Work request 1:
Copy the report on Bishop Holston's 2019 Annual Conference sermon word for word, from "In hopes of" to "in Jeremiah 29:11-13.".
Work request 2:
Write what comes next in the report on Bishop Holston's 2019 Annual Conference sermon, picking up right after its last sentence.

── Passage provided

Bishop L. Jonathan Holston opened the 2019 South Carolina Annual Conference on Sunday by declaring, “Hope is a four-letter word,” and encouraging delegates to center the week’s work on what God has planned for the United Methodist Church, not what we might want for it personally.
“Some of you may have come here to Annual Conference armed for battle, ready to give someone a piece of your mind,” he said during his Opening Worship sermon. “But you’ve got to drop the armament and pick up your prayer shawl and wrap it around you and start thinking about how God has already blessed you.
“Find ways to be in conversation. Seek places of unity, not disunity. Begin to focus on our mission and ministry together.”
In hopes of setting a tone of conciliation, rather than rancor, in anticipated debate over decisions about human sexuality made during the 2019 General Conference, Bishop Holston implored all United Methodists to trust in “a future with hope” as promised in Jeremiah 29:11-13.
He deployed a mnemonic device in laying out what he means by that hopeful future.

────
── Dataset extract

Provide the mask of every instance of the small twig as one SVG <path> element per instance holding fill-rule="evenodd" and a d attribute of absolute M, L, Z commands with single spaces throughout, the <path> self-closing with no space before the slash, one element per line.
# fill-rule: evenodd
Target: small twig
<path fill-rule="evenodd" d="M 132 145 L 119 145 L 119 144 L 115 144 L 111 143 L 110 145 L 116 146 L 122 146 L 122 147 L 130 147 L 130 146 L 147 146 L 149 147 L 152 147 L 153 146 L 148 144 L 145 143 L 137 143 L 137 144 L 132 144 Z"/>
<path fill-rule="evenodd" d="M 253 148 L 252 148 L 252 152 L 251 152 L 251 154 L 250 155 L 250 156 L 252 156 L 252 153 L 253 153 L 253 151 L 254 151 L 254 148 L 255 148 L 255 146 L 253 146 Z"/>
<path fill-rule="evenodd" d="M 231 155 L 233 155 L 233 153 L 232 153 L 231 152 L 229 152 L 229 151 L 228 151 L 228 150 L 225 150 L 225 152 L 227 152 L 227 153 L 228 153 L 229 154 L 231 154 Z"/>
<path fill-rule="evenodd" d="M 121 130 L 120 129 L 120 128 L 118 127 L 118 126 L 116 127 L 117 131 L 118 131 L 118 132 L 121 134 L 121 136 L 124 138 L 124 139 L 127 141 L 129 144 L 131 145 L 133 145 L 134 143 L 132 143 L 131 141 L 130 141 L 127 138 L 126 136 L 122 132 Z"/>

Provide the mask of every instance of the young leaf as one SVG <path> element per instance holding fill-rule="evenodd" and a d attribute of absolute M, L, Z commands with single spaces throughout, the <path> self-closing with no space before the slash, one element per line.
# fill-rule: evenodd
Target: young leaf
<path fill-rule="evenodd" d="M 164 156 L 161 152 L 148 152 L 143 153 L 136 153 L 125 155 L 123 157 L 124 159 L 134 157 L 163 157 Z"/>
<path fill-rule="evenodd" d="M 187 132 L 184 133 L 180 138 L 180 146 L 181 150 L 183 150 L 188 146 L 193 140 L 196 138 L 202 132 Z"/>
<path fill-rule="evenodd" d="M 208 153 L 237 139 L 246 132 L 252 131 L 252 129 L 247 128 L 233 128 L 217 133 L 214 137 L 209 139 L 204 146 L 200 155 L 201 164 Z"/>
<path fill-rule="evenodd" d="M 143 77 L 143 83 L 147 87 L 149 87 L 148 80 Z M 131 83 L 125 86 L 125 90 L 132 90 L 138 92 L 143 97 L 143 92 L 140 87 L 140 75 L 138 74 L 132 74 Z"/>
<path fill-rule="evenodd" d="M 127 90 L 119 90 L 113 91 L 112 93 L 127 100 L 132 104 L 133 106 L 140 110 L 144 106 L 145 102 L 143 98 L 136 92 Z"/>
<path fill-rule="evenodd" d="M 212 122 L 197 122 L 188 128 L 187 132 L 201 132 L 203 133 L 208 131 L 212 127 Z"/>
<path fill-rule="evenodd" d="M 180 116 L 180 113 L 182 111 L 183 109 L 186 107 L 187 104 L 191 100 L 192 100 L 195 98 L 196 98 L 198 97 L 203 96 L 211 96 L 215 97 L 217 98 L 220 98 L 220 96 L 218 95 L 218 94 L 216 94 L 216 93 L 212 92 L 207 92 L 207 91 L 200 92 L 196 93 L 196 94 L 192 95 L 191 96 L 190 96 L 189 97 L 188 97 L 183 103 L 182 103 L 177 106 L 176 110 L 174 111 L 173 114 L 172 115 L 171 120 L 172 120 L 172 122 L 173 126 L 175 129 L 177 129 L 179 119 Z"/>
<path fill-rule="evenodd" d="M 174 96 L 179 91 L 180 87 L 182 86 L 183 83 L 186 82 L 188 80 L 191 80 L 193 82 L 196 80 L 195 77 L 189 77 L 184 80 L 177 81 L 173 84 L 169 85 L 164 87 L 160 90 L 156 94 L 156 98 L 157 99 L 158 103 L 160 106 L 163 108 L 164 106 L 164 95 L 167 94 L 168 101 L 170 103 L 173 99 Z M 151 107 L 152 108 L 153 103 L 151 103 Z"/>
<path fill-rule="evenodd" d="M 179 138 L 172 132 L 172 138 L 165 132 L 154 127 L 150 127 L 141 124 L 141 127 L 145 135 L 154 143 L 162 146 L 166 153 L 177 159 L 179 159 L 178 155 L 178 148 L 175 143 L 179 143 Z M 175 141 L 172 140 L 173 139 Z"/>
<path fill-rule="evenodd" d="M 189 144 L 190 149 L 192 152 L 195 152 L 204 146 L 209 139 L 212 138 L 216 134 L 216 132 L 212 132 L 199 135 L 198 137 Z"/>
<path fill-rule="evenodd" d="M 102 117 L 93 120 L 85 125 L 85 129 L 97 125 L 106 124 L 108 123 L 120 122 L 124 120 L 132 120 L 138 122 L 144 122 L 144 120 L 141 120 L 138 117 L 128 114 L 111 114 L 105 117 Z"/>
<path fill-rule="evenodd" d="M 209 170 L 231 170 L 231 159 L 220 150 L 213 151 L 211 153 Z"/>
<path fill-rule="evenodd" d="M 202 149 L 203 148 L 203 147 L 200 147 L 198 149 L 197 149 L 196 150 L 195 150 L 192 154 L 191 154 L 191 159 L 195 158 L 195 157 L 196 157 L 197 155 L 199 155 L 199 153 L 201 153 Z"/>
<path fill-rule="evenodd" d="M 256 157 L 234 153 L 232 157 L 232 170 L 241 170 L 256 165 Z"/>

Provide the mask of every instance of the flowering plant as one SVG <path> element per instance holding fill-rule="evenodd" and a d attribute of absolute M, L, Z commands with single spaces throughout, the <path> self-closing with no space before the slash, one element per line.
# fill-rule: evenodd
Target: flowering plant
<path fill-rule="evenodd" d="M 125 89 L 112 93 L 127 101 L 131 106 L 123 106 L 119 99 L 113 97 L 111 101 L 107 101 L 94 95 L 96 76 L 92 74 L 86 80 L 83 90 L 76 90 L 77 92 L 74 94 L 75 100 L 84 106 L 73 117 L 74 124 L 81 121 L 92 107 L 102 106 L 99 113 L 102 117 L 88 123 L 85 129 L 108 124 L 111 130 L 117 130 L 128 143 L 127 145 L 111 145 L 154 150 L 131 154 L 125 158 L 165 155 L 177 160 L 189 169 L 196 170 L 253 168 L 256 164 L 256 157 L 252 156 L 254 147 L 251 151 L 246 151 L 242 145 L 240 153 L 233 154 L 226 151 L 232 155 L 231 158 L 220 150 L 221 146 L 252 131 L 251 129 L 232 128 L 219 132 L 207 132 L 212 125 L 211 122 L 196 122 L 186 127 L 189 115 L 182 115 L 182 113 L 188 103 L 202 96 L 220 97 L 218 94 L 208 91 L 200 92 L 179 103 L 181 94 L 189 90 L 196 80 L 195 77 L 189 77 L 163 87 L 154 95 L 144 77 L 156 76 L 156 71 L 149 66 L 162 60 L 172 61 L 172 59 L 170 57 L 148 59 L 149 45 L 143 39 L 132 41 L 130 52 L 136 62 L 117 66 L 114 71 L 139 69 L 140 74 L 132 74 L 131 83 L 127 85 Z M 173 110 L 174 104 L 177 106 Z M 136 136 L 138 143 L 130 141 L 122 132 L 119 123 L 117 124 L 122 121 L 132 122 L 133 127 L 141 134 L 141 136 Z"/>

────

Reply 1:
In hopes of setting a tone of conciliation, rather than rancor, in anticipated debate over decisions about human sexuality made during the 2019 General Conference, Bishop Holston implored all United Methodists to trust in “a future with hope” as promised in Jeremiah 29:11-13.

Reply 2:
“Hope is a four-letter word because we are Hanging on to the promises of God, we are Overcoming adversity, we are Pursuing truth, and we are Enduring patiently,” Bishop Holston said. “Sometimes getting to where you need to be, you’ve got to go through some stuff.
“If we as a church allow God to live in us, then God will use us to make a difference in the world. In the midst of all of this complexity, there is hope, there is opportunity, there is a way we can rise above our situation and see what God is calling us to be.”
The annual gathering of some 2,000 clergy and lay delegates is scheduled to run through Thursday. By then, amid other business, the conference will have elected eight lay delegates and eight clergy delegates to the 2020 General Conference, and decided on whether to support three proposed petitions submitted in response to action taken during the 2019 Special Session of General Conference in February.